**Exercise task 1:**
In the open letter to the Blender Foundation, rewrite the stretch from "But that does" through "invalidated attempts, tests.", putting "dogmatic" in place of "defensive".
**Exercise task 2:**
Extend the open letter to the Blender Foundation past its final sentence.

**Extract:**
________________________
An Open Letter to the Blender Foundation

Of course UI and UX are working together!
UX is the whole thing. User EXPERIENCE. The UI is a part of this. You interface with a program via the interface (hence the name). How easy, intuitive and pleasant this is is called experience.

From the UX Planet website:

So a UX designer decides how the user interface works while the UI designer decides how the user interface looks. This is a very collaborative process, and the two design teams tend to work closely together. As the UX team is working out the flow of the app, how all of the buttons navigate you through your tasks, and how the interface efficiently serves up the information user’s need, the UI team is working on how all of these interface elements will appear on screen.

I wasn’t the one denying other people’s opinions because of that

This question is a little bit more complex than what you may think.

This is a convention that seems obvious : to warn user when there is a potential lost of user’s work.
Everybody discovering the tool will expect that.
But when you are frequently using a feature ; and each time, a prompt asks a confirmation that you know and accept consequences about a potential data lost : the warning becomes an annoyance, slowing down a lot, progression of the work.
That is a proof that UX is dynamic and may evolve through time involved in practice of software.

Annoying confirmation prompts that are only needed once to inform user and then, are becoming useless is a different topic than Fake User concept.

User can make a conscious choice to create a Fake User when he wants data to be preserved.
But that does not mean that people defending that principle are defensive. They may sincerely think that is providing a better UX, relatively to what their use of software is, after having been warned.
That is seen as an automatic purging of unnecessary, invalidated attempts, tests.
In practice, Blender just saves what was validated by user.
The opposite way would be to force user to consciously delete everything, he does not validate.

So, that is a really subjective topic.
If you create a library of data that may not be attached to a user (exposed datablock), you will prefer to have preservation by default and a conscious deletion.
But if you are just creating lots of variations and finally only want to preserve satisfying iteration that will be sticked to a user (exposed datablock), you will prefer to have deletion of most iterations by default and only a conscious preservation of your best work.
________________________
**Data provided:**
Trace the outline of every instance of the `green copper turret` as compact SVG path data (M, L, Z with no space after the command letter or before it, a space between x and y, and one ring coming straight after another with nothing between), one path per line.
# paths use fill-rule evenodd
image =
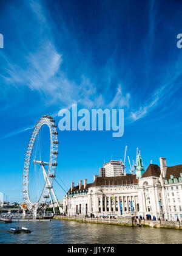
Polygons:
M145 172L144 168L143 166L143 161L140 154L136 157L136 175L137 180L141 178L143 174Z

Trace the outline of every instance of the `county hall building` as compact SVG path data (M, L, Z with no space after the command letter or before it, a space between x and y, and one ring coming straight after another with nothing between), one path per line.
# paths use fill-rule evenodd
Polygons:
M93 183L72 183L64 213L182 221L182 165L169 167L165 158L160 163L145 171L139 154L135 175L125 174L120 161L104 164Z

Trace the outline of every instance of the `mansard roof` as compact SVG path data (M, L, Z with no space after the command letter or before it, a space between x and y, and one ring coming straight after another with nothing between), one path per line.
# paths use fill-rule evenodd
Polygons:
M180 173L182 173L182 165L175 165L174 166L167 167L166 176L165 179L169 180L170 179L170 175L174 176L174 178L179 178ZM161 174L161 169L157 165L150 164L145 172L143 174L142 177L160 177Z
M160 177L161 174L161 169L157 165L150 164L145 172L143 174L142 177L146 178L146 177Z
M179 178L180 177L180 173L182 173L182 165L168 167L165 179L169 180L170 179L170 175L173 175L174 179Z
M97 177L91 187L114 186L137 184L136 175L126 176Z

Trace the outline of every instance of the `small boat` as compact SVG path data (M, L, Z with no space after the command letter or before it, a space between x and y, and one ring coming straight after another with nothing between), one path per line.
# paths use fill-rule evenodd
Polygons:
M5 219L5 218L1 218L0 219L0 222L4 222L4 223L5 223L5 224L12 223L12 221L11 219Z
M22 233L30 233L31 231L27 227L11 227L8 232L13 233L13 234L22 234Z

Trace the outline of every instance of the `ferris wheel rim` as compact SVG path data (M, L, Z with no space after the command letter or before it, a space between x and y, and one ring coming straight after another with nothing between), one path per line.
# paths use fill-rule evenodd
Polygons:
M56 131L56 126L54 124L54 123L55 120L53 120L51 116L46 115L41 118L39 121L37 123L36 125L34 127L28 144L25 155L23 174L23 197L24 203L26 204L27 208L30 210L32 210L35 206L37 207L39 204L40 204L46 191L47 194L48 193L48 180L49 184L50 184L50 185L52 186L55 179L58 162L58 133ZM42 191L40 197L37 202L32 202L30 199L29 190L30 166L33 149L35 146L35 143L41 127L44 125L47 125L49 127L50 137L50 152L49 168L47 172L46 180L45 180L44 186L44 188L42 188ZM42 203L45 203L47 200L47 199L45 198L44 201L42 201Z

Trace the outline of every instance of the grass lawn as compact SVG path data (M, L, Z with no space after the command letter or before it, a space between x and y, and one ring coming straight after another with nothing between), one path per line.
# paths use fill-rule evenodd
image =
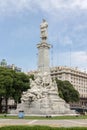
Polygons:
M0 114L0 118L3 119L19 119L18 116L10 116L6 114ZM38 120L62 120L62 119L87 119L87 115L79 115L79 116L53 116L53 117L43 117L43 116L24 116L23 119L38 119Z
M83 127L58 128L49 126L4 126L0 130L87 130Z

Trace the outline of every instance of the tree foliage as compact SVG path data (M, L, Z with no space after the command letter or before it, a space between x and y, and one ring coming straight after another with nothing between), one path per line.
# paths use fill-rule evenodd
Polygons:
M59 96L63 98L67 103L78 102L79 92L75 90L73 85L69 81L61 81L56 79Z
M8 99L13 98L16 103L19 102L22 92L28 88L29 77L26 74L0 67L0 108L2 99L5 99L7 112Z

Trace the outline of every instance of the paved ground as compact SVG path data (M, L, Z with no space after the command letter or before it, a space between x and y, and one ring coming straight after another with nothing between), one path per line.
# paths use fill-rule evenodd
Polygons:
M75 120L25 120L25 119L0 119L0 126L3 125L49 125L56 127L87 127L87 119Z

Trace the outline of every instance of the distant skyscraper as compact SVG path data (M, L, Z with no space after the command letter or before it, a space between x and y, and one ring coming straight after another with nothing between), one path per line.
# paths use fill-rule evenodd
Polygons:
________________________
**Written answer 1:**
But that does not mean that people defending that principle are dogmatic. They may sincerely think that is providing a better UX, relatively to what their use of software is, after having been warned.
That is seen as an automatic purging of unnecessary, invalidated attempts, tests.

**Written answer 2:**
It is hard to make beginners understanding that non-discoverable, uncommon behaviors of Blender can be seen as a more effective preference, by people with a little bit more of practice, for valuable reasons.
Because this undeniable that has a bad impact on beginner experience.
And that looks very weird to say that can have a good impact for other advanced people.
But this is true.

I hope that scheduled work on assets management will end that kind of debate.
https://developer.blender.org/project/board/97/

But before something concrete happens in this field ; I understand why people may want to preserve their preference.

Blender currently simply has no security setup to even let users know that it is going to delete some potentially vital datablocks. It just does it. And except for a quick flash in the statusbar it doesn’t even tell new users it is going to do so.
I’ve been told that this has been the case for techical reasons in earlier versions because Blender didn’t have any way to eliminate datablocks in a running session. So it had to delete unused datablocks on exit. That is not the case any more. It’s a legacy behaviour.

“But it slows advanced users down to always have a popup”.
So give popups a checkmark ‘don’t display this message in the future - I know what I am doing’. If needed these ‘skipable popups’ could be reset in the options. Doesn’t slow you down any more.

But instead of trying to find a way that caters to advanced users (what qualifies an advanced user anyways?) and every other user alike we have discussions telling people that it’s a good thing.

Again: Blender eliminates datablocks that may have taken a very long time to create without warning. They are gone. And it’s easy to lose them. It’s not even like the user has to consciously mark a block to be deletable on exit. They are gone by default.

Sure - there may be blocks where it’s a good thing. At least for Materials and Actions it is not. For these things there is a purge button. You want to create variations for testing - make it a conscience decission for the user to create a variation that will be deleted on exit so that they know this is going to happen.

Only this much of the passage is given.